⟨
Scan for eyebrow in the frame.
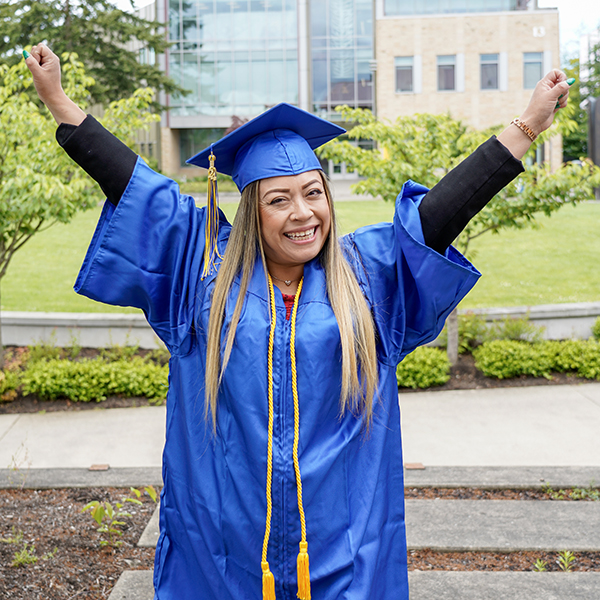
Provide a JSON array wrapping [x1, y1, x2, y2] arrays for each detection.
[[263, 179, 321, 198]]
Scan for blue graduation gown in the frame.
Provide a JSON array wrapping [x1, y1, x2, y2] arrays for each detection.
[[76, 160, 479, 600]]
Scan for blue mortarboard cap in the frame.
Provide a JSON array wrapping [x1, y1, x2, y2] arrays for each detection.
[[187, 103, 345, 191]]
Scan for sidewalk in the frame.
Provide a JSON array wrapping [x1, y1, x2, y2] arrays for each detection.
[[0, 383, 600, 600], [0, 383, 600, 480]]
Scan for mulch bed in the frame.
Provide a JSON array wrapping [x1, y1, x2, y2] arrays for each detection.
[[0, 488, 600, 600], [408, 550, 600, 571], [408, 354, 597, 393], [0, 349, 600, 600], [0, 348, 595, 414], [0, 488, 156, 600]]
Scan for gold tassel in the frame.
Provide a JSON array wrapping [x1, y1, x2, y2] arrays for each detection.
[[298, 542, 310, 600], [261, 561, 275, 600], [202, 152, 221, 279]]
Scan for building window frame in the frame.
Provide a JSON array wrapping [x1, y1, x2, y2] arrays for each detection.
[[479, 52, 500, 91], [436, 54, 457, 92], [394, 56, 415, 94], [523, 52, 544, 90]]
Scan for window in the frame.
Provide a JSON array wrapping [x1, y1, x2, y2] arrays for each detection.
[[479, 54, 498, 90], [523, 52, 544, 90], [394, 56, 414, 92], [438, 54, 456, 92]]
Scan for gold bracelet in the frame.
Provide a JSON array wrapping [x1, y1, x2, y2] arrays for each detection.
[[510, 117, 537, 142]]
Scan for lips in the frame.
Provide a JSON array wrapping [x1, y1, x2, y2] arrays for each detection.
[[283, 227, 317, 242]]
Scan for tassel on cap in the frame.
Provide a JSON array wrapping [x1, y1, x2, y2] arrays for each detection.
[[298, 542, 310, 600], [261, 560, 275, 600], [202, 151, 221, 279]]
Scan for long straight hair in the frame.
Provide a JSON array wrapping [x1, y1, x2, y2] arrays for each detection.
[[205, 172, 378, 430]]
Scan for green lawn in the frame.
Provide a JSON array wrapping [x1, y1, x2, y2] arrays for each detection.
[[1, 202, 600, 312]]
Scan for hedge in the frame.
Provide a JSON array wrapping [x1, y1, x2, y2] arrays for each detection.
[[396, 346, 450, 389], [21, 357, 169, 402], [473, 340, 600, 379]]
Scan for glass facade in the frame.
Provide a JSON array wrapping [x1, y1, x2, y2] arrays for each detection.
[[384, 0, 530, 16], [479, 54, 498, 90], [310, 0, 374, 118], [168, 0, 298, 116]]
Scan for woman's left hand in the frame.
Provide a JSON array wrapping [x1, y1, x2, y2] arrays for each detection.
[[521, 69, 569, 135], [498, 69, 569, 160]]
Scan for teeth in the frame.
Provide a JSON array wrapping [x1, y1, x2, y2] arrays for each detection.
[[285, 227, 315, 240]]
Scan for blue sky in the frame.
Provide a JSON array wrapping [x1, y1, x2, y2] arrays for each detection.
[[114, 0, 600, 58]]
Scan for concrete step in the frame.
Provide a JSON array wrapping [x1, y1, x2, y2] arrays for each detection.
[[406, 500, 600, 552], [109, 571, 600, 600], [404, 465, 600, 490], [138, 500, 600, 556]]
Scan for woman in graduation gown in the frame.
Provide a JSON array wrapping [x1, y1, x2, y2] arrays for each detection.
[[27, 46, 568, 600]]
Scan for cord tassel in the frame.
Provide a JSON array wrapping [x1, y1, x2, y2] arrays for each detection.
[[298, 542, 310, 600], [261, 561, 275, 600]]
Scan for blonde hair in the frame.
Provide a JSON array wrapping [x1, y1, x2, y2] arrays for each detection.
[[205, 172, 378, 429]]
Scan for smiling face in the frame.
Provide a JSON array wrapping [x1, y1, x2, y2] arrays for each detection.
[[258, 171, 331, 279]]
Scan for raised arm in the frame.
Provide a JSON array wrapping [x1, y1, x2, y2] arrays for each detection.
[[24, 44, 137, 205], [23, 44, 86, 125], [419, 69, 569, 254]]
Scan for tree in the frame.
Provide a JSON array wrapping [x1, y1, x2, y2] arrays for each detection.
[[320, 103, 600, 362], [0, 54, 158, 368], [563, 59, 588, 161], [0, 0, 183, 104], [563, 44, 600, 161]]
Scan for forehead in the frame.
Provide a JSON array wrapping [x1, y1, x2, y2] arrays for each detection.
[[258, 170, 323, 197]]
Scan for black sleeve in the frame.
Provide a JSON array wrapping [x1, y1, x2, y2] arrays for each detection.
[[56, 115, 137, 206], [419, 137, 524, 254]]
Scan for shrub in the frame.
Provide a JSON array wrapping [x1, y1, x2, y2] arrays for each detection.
⟩
WHAT TO WORK ON:
Can you lay out the material starting at the line containing "Scan for lips in the frame." and ending at the line containing "[[258, 171, 331, 279]]" as a two-column CSV with the headers input and output? Give one row for each text-and-answer pair, with each field quoted and line breaks turned into spaces.

ANSWER IN FULL:
input,output
"Scan for lips in the frame. Provide a JSON array wrapping [x1, y1, x2, y2] arrays for each detection.","[[283, 227, 317, 242]]"
"Scan for tassel on cap in the frame. Provide a JSON array wrapping [x1, y1, x2, y2] arrays for each detection.","[[298, 542, 310, 600], [261, 560, 275, 600], [202, 151, 221, 279]]"
"Scan for long straight hair in the frame. Provide a JSON array wrapping [x1, y1, x2, y2] arrays for each detection.","[[205, 172, 378, 430]]"
"Scan for green lawn in the frame. Provide a JSON array wrapping [x1, y1, x2, y2] arrays for each detection.","[[1, 202, 600, 312]]"
"Scan for hedge in the frame. Provide a JSON array wrapping [x1, y1, x2, y2] arrays for each detection.","[[396, 346, 450, 389], [21, 357, 169, 402], [473, 340, 600, 379]]"
"Scan for glass facade in the frame. Provide a JSON array wrapping [x1, y1, x2, y2] arrays for each detection.","[[384, 0, 530, 16], [479, 54, 498, 90], [310, 0, 374, 118], [168, 0, 298, 116]]"
"Scan for woman's left hand in the frame. Provide a JSON array wrapping [x1, y1, x2, y2] arrays for each detection.","[[521, 69, 569, 135], [498, 69, 569, 160]]"
"Scan for teeth in the frame. Provide a JSON array wrapping [x1, y1, x2, y2] arrays for each detection.","[[285, 227, 315, 240]]"
"Scan for blue sky in the frame. Provide a JSON array wrapping [x1, y1, x2, y2] arrays for each detection.","[[114, 0, 600, 58]]"
"Scan for concrete step in the frame. Provide a JSON array wrapping [x1, y1, x2, y2] arrays for each detection.","[[406, 500, 600, 552], [109, 571, 600, 600], [404, 465, 600, 490], [138, 500, 600, 556]]"
"Scan for woman in graduation gown in the frame. Provide a JSON array wrapping [x1, y1, x2, y2] arrays for each detection.","[[27, 46, 568, 600]]"
"Scan for cord tassel in the frame. Provide a JSON array wrapping [x1, y1, x2, y2] arrays for each detection.","[[298, 542, 310, 600], [261, 561, 275, 600]]"
"Scan for blonde hair in the frame. Provide a JSON array wrapping [x1, y1, x2, y2] arrays for each detection.","[[205, 172, 378, 429]]"
"Scan for smiling face in the frame. Provide a JSON array wrapping [x1, y1, x2, y2] arrays for each detection.","[[258, 171, 331, 279]]"